(Stored data entries)

'''

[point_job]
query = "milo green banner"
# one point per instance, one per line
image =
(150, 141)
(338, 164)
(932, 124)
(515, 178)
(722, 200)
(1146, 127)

'''

### Your assignment:
Retype each line above exactly as written.

### Exercise solution:
[point_job]
query = "milo green banner"
# one point per instance, one per line
image =
(150, 141)
(338, 164)
(932, 124)
(515, 178)
(722, 200)
(1146, 127)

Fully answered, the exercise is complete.